Rewrite every item below with "Target" replaced by "Object" and everything else left as is. Leave the pictures out of your answer.

## Start DATA SUPPLIED

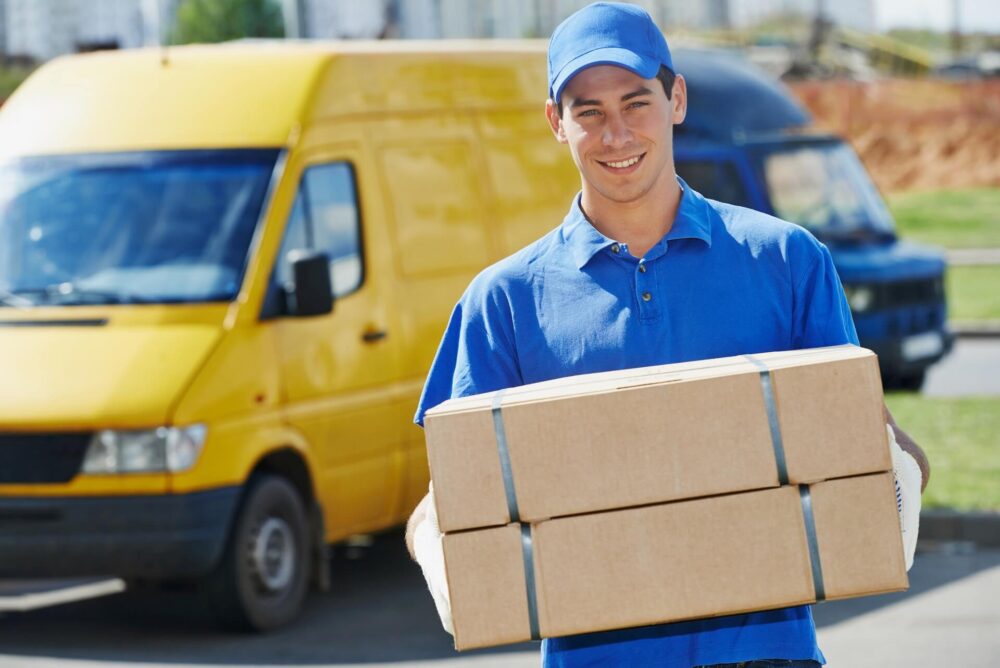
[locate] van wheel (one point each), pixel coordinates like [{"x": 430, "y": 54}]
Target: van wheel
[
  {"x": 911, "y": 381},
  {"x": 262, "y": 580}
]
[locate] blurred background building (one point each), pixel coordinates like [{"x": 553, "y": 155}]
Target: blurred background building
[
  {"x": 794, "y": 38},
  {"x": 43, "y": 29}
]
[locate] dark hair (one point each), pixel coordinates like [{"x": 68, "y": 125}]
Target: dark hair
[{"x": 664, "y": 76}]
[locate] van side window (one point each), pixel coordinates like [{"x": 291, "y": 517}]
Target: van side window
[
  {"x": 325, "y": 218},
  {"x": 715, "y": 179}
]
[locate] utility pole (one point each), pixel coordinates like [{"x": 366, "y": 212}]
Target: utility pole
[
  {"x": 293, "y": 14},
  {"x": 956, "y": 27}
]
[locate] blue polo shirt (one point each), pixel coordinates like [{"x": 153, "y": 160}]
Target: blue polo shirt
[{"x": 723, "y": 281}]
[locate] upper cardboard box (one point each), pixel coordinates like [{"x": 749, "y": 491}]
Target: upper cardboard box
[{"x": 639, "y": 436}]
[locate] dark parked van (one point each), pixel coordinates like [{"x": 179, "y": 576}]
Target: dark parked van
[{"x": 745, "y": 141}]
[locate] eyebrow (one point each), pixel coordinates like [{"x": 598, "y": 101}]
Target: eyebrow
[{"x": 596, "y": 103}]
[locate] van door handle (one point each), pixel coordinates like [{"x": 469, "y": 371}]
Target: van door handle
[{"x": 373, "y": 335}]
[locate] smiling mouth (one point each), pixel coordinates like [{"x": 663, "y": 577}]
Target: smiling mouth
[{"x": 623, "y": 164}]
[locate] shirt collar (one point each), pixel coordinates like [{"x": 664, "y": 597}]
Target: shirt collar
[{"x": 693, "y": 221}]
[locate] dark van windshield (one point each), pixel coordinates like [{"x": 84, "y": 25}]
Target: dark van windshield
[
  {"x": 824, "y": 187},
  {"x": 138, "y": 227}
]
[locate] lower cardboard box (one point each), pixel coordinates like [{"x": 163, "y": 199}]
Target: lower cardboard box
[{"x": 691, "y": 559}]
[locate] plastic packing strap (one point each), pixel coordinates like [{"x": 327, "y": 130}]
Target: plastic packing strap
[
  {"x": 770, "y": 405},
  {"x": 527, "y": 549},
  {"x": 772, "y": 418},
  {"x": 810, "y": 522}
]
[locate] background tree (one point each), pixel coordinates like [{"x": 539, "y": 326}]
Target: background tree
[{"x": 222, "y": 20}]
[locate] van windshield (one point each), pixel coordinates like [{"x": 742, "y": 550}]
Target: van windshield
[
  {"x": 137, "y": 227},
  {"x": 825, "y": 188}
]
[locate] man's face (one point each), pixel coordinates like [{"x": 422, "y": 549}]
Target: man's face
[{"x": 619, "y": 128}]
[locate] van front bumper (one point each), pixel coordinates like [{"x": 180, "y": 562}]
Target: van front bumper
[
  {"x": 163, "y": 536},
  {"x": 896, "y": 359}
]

## End DATA SUPPLIED

## ANSWER TO THIS EXERCISE
[locate] van wheel (one point each), pixel coordinates like [{"x": 430, "y": 54}]
Object: van wheel
[
  {"x": 911, "y": 381},
  {"x": 262, "y": 580}
]
[locate] blurred background building (one point each), pixel coordinates like [{"x": 553, "y": 155}]
Object: blurred background building
[
  {"x": 794, "y": 38},
  {"x": 43, "y": 29}
]
[locate] dark hair (one point each), pixel coordinates like [{"x": 68, "y": 125}]
Object: dark hair
[{"x": 664, "y": 76}]
[locate] van side window (one point each), pixel coordinates like [{"x": 291, "y": 517}]
Object: van side window
[
  {"x": 325, "y": 218},
  {"x": 715, "y": 179}
]
[locate] utility pole (one point each), pixel coordinates like [{"x": 366, "y": 212}]
Object: utility pole
[
  {"x": 293, "y": 14},
  {"x": 956, "y": 27}
]
[locate] blue polo shirt (one point each), pixel coordinates like [{"x": 153, "y": 160}]
Object: blue polo shirt
[{"x": 723, "y": 281}]
[locate] upper cardboard box (one point each), pixel coordinates like [{"x": 749, "y": 491}]
Object: upper cardboard box
[{"x": 639, "y": 436}]
[locate] dark parked van (one point each), pixel coordinates like [{"x": 179, "y": 576}]
Object: dark parked van
[{"x": 745, "y": 141}]
[locate] eyebrow (one point each), pixel coordinates like [{"x": 598, "y": 101}]
Object: eyebrow
[{"x": 596, "y": 103}]
[locate] van door handle (one point each), pixel coordinates like [{"x": 469, "y": 371}]
Object: van door handle
[{"x": 373, "y": 335}]
[locate] smiling mouth (one point each), pixel coordinates like [{"x": 663, "y": 577}]
Object: smiling mouth
[{"x": 623, "y": 164}]
[locate] shirt collar (one point each), pixel coordinates like [{"x": 664, "y": 597}]
Object: shirt collar
[{"x": 693, "y": 221}]
[locate] dark van windshield (one point each), pixel coordinates like [{"x": 84, "y": 25}]
Object: dark van windshield
[
  {"x": 824, "y": 187},
  {"x": 138, "y": 227}
]
[locate] lower cardboard box (one point each), pixel coordinates like [{"x": 163, "y": 199}]
Object: lower cardboard box
[{"x": 691, "y": 559}]
[locate] plastic packing strap (one point each), pixel coordinates like [{"x": 327, "y": 130}]
Object: plastic packing strap
[
  {"x": 770, "y": 405},
  {"x": 527, "y": 549},
  {"x": 772, "y": 418},
  {"x": 810, "y": 522}
]
[locate] background tree (one point each), pixel coordinates like [{"x": 539, "y": 326}]
Object: background tree
[{"x": 222, "y": 20}]
[locate] van windshield (one point each), pixel coordinates like [{"x": 742, "y": 550}]
Object: van windshield
[
  {"x": 137, "y": 227},
  {"x": 825, "y": 188}
]
[locate] man's face (one point each), pixel coordinates like [{"x": 422, "y": 549}]
Object: man's face
[{"x": 619, "y": 128}]
[locate] van front bumper (one point each), pixel coordinates like [{"x": 180, "y": 562}]
Object: van front bumper
[
  {"x": 163, "y": 536},
  {"x": 896, "y": 359}
]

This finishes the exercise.